• [Reading text]:
────────────────────
The ruling issued Wednesday by a federal judge in Virginia is just the beginning of what’s likely to be a lengthy court battle over rules aimed at making it harder for 18- to 20-year-olds to get handguns.

The judge’s ruling doesn’t go into effect until he issues a final order that would bar the government from enforcing the age limit. The Justice Department didn’t immediately comment on the ruling but is likely to appeal and could ask for the final order to be put on hold while it does.

The judge cited the Supreme Court’s June decision in a case called Bruen, which changed the test that courts had long used to evaluate gun laws. The ruling has opened the door to a wave of challenges from gun-rights activists and created turmoil in the courts as judges wrestle over what gun restrictions can remain on the books.

Here’s a look at the Virginia’s judge’s ruling, the impact of the Supreme Court’s Bruen decision and what’s next:

WHAT DID THE SUPREME COURT’S BRUEN DECISION DO?
────────────────────
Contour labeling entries
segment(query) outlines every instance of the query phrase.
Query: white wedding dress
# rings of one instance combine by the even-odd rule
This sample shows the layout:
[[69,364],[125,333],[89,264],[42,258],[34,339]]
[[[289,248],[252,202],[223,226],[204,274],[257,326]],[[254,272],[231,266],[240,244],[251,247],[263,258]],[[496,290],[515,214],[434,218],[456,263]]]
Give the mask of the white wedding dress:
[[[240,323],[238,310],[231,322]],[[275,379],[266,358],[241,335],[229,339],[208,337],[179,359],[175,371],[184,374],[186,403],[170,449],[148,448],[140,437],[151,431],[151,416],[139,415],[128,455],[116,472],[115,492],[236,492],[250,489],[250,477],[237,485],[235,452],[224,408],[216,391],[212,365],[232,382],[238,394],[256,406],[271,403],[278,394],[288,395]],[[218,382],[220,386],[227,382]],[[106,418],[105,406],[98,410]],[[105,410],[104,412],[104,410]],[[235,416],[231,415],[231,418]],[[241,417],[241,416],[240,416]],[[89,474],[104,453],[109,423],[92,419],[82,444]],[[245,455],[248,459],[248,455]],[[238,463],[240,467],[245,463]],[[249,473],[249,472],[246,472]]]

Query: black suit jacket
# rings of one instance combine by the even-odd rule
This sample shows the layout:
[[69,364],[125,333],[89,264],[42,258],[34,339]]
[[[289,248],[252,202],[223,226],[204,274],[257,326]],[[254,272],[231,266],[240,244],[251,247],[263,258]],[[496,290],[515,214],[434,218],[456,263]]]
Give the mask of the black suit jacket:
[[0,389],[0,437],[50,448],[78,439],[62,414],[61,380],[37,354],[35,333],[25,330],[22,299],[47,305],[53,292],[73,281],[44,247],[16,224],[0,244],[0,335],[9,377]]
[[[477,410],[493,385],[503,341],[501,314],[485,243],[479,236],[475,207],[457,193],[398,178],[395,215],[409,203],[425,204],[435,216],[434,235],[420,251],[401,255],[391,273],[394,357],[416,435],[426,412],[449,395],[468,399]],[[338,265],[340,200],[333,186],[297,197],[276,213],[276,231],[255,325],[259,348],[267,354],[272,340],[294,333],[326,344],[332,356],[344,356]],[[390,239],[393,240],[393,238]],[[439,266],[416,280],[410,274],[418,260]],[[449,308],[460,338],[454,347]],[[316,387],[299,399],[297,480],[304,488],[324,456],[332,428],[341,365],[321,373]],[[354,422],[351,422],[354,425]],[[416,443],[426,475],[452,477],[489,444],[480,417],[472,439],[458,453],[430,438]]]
────────────────────
• [Requests]:
#1 Repeat the passage from the text on the handgun age-limit ruling, from "Here’s a look" up to and including "BRUEN DECISION DO?".
#2 Answer these from the text on the handgun age-limit ruling:
(a) Which age group do the challenged rules make it harder to get handguns?
(b) In what month did the Supreme Court issue its Bruen decision?
(c) What must the judge issue before his ruling goes into effect?

• [Expected results]:
#1
Here’s a look at the Virginia’s judge’s ruling, the impact of the Supreme Court’s Bruen decision and what’s next:

WHAT DID THE SUPREME COURT’S BRUEN DECISION DO?

#2
(a) 18- to 20-year-olds
(b) June
(c) A final order that would bar the government from enforcing the age limit